- [Work request]
Return every line below that contains the word "positive", matching case exactly.

┄┄┄┄┄┄┄┄┄┄┄┄┄┄┄┄┄┄┄┄

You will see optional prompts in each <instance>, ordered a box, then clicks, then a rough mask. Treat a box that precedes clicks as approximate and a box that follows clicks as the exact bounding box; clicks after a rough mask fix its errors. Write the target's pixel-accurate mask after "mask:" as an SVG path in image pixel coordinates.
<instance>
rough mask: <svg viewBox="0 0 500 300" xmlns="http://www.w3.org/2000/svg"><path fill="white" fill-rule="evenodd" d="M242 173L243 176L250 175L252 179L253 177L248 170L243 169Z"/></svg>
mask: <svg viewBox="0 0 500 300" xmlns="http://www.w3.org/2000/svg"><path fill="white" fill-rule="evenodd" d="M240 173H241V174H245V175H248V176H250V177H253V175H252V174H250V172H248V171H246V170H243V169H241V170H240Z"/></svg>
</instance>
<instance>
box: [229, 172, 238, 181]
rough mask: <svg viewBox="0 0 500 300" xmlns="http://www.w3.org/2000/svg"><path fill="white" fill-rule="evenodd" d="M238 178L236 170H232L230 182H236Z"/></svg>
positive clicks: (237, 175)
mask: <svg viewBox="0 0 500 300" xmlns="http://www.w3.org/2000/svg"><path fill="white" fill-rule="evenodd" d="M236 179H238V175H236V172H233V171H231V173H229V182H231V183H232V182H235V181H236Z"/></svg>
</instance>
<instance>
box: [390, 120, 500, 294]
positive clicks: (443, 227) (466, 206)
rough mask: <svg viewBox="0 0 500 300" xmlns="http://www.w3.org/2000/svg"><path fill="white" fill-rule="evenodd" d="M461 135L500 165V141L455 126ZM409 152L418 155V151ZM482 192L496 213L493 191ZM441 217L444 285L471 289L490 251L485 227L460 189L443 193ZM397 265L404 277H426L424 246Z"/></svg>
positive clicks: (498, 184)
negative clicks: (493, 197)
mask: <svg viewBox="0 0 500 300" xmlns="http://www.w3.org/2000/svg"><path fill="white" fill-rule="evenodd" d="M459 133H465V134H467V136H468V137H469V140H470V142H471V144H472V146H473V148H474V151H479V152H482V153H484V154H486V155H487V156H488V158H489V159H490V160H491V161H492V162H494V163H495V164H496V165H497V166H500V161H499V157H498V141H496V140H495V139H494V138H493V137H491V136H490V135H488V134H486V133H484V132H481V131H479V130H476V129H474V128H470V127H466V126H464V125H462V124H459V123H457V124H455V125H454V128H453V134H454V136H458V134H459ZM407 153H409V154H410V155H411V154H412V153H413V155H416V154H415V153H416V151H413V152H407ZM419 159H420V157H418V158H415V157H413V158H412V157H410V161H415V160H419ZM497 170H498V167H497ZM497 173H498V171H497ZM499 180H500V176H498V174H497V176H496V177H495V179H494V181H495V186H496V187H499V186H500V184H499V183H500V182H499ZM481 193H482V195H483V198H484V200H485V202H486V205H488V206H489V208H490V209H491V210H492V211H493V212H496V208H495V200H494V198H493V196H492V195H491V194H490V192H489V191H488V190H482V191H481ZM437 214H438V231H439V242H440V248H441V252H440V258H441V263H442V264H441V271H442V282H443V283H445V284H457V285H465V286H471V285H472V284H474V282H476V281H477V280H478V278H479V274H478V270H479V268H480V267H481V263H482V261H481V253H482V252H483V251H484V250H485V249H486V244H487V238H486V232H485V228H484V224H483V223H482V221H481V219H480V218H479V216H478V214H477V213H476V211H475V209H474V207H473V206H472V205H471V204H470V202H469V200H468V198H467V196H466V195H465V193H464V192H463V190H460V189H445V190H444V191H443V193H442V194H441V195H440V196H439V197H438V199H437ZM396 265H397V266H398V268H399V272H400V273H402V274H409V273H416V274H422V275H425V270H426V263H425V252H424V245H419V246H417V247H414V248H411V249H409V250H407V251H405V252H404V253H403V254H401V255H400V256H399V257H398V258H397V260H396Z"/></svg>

┄┄┄┄┄┄┄┄┄┄┄┄┄┄┄┄┄┄┄┄

- [Completed task]
positive clicks: (237, 175)
positive clicks: (443, 227) (466, 206)
positive clicks: (498, 184)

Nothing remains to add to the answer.